Reproduce every one of the following records word for word, keeping each line unchanged.

┌──

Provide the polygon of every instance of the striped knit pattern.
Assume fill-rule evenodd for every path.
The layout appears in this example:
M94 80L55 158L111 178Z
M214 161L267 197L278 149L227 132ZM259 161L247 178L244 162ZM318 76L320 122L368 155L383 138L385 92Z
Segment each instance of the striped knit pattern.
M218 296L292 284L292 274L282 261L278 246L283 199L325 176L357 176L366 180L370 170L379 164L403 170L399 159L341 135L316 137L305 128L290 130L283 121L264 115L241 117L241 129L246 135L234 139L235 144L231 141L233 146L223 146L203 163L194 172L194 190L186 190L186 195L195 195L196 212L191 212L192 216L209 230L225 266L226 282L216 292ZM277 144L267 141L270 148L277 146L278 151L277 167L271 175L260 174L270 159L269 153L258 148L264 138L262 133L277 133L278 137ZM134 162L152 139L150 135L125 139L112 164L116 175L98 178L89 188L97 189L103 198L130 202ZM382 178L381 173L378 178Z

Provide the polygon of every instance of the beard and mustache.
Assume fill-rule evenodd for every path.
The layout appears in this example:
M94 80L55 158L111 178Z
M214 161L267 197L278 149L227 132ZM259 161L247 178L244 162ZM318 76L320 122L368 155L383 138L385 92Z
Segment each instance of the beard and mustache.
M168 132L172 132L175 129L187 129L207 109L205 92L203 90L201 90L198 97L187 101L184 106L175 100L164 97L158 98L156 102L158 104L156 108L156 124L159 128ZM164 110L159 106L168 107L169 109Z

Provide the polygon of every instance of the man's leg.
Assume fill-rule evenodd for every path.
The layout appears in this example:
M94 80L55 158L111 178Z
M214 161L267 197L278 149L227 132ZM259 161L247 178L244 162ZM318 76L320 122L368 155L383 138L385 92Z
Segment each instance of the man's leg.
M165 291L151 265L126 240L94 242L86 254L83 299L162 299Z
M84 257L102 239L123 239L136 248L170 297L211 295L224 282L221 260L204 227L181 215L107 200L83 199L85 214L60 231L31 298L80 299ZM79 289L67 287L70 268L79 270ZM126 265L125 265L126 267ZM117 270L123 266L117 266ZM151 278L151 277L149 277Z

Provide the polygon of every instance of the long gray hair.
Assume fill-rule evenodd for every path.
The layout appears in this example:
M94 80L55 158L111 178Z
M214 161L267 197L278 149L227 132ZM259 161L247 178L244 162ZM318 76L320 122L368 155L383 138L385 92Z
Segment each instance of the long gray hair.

└──

**Output:**
Provide the polygon of every instance of the striped knit pattern.
Assume fill-rule evenodd for every path.
The layout appears in this example:
M94 80L55 158L111 178Z
M214 161L267 197L278 149L227 132ZM259 161L247 178L244 162ZM318 76L320 122L368 155L383 138L385 92Z
Segment each instance of the striped knit pattern.
M218 296L292 284L292 274L282 261L278 246L283 199L325 176L357 176L366 180L370 170L379 164L403 170L399 159L341 135L316 137L305 128L290 130L283 121L264 115L241 117L241 129L246 135L234 139L235 144L231 141L233 146L223 146L203 163L194 172L194 190L186 190L186 195L195 195L196 212L191 212L192 216L209 230L225 266L226 282L216 292ZM277 144L267 141L270 148L277 146L278 151L277 167L271 175L260 174L270 159L269 153L258 148L264 138L262 133L277 133L278 137ZM134 162L152 139L150 135L125 139L112 164L116 175L98 178L89 188L97 189L103 198L130 202ZM382 178L381 173L378 178Z

Provide the polygon of every instance of the beard and mustache.
Assume fill-rule evenodd for every path.
The layout appears in this example:
M94 80L55 158L111 178Z
M214 161L267 197L278 149L227 132ZM259 161L247 178L244 162ZM318 76L320 122L368 155L383 138L385 92Z
Segment each instance of the beard and mustache.
M168 132L172 132L175 129L187 129L207 109L205 92L203 90L201 90L198 97L187 101L184 106L175 100L164 97L158 98L156 102L158 104L156 108L156 124L159 128ZM164 110L159 106L168 107L169 109Z

Provide the polygon of every instance of the man's leg.
Assume fill-rule evenodd for every path.
The layout appears in this example:
M94 80L55 158L111 178Z
M214 161L267 197L278 149L227 132ZM259 161L247 178L244 162ZM318 76L320 122L368 155L383 138L385 92Z
Segment each instance of the man's leg.
M165 291L151 265L126 240L94 242L86 254L83 299L162 299Z
M84 257L102 239L123 239L136 248L170 297L211 295L224 282L221 260L204 227L181 215L107 200L83 199L85 214L60 231L31 298L80 299ZM79 289L67 287L70 268L79 270ZM126 265L125 265L126 267ZM117 270L123 266L117 266ZM151 278L151 277L149 277Z

Provide the polygon of every instance of the long gray hair.
Assume fill-rule evenodd for every path.
The layout appears in this example:
M94 80L55 158L111 178Z
M214 161L267 197L278 149L227 132ZM259 161L247 178L244 162ZM318 76L320 122L368 155L383 138L385 92Z
Segment each instance of the long gray hair.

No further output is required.